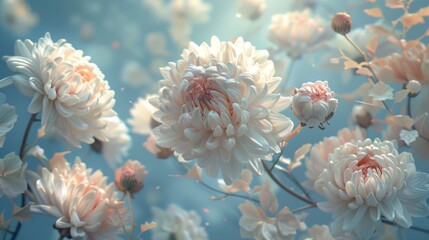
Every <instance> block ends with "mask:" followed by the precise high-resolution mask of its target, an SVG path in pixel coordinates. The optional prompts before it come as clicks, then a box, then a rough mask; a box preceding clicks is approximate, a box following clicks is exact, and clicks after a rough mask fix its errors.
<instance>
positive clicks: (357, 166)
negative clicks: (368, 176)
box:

§ ASSIGNMENT
Extract every line of the data exactly; pictures stay out.

§ RESULT
Every <instance> block ends with "mask:" followed by the precise high-resolution mask of its target, an SVG path in pixel coordinates. The optional prompts before it come as clicks, then a box, then a rough mask; a box preceding clicks is approximate, a box following clicks is exact, and clicks after a rough mask fix its errors.
<instance>
positive clicks: (357, 166)
negative clicks: (368, 176)
box:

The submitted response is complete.